### Aim
Rewrite the items below, changing every "research team" to "lab staff" and leaving everything else as it is. Omit the pictures from your answer.

### Items listed in a dataset
## start
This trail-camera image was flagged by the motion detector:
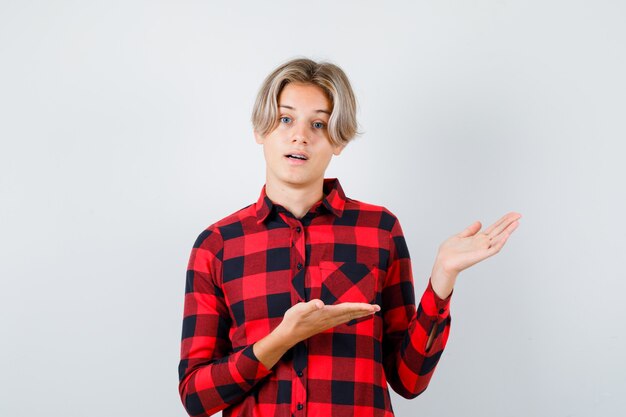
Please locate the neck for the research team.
[265,178,324,219]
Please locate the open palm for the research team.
[437,212,522,275]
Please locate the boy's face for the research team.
[254,83,344,188]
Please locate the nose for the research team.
[291,123,309,143]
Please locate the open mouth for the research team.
[285,154,308,161]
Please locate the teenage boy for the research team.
[179,59,520,417]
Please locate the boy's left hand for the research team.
[431,212,522,298]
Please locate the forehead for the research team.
[278,82,332,112]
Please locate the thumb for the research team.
[457,220,483,237]
[305,298,324,312]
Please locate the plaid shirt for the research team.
[179,179,450,417]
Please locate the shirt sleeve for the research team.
[381,216,452,398]
[178,229,271,416]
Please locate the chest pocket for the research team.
[319,261,379,304]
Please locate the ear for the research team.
[254,130,265,145]
[333,144,346,156]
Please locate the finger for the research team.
[300,298,324,314]
[487,221,519,256]
[325,302,380,315]
[330,305,380,327]
[457,221,482,237]
[483,211,522,237]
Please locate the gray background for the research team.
[0,0,626,417]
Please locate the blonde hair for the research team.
[252,58,360,145]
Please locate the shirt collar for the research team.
[256,178,346,223]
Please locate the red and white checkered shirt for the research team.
[179,179,450,417]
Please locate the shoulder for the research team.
[194,204,256,248]
[344,198,399,232]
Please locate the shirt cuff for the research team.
[236,345,272,385]
[421,279,454,320]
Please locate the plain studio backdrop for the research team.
[0,0,626,417]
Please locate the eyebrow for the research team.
[278,104,330,116]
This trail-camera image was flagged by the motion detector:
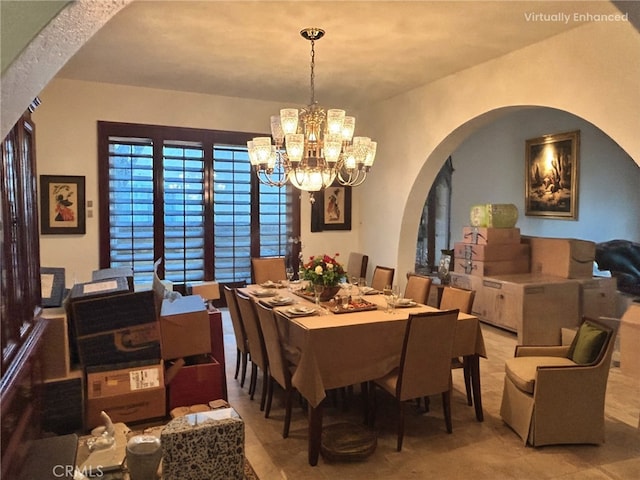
## end
### Task result
This trail-camera image was flagged by the motion detector:
Please locate the neck for the lab staff.
[265,178,324,219]
Please locate the open palm for the lab staff.
[437,212,522,275]
Please locate the boy's face for the lab staff.
[254,83,344,188]
Please locate the nose for the lab staff.
[291,123,309,143]
Please locate the open mouth for the lab staff.
[285,154,308,161]
Please locate the teenage boy for the lab staff.
[179,59,520,417]
Please locate the boy's left hand for the lab staff.
[431,212,522,298]
Please locate the forehead for the lab staff.
[278,82,332,112]
Please locate the thumb for the lab staff.
[457,220,483,237]
[305,298,324,312]
Please locate the plaid shirt for the lab staff.
[179,179,450,417]
Please locate the shirt sleeve for the lab staff.
[381,216,452,398]
[178,229,271,416]
Please locate the chest pocket for the lab staff.
[319,261,379,304]
Please locate the ear for the lab staff.
[254,130,265,145]
[333,144,346,156]
Please locate the finger for the lab staff.
[300,298,324,314]
[487,221,519,256]
[325,302,380,315]
[330,305,380,327]
[457,221,482,237]
[483,211,522,237]
Please locate the gray background for the lab staff.
[0,0,626,417]
Please locate the blonde hair for the lab staff.
[252,58,360,145]
Please locate the shirt collar for the lab staff.
[256,178,346,223]
Please locate the red and white checkered shirt for the lab staff.
[179,179,450,417]
Please locate the shoulder for the lab staff.
[194,204,256,248]
[344,198,399,232]
Please locate the shirt cuff for the lab staff.
[236,345,272,385]
[421,279,454,320]
Please locate the plain studio backdrop for the lab staff.
[0,0,626,417]
Please locate the eyebrow for the lab staff.
[278,104,330,116]
This trail-camera image was flagged by the motion detector:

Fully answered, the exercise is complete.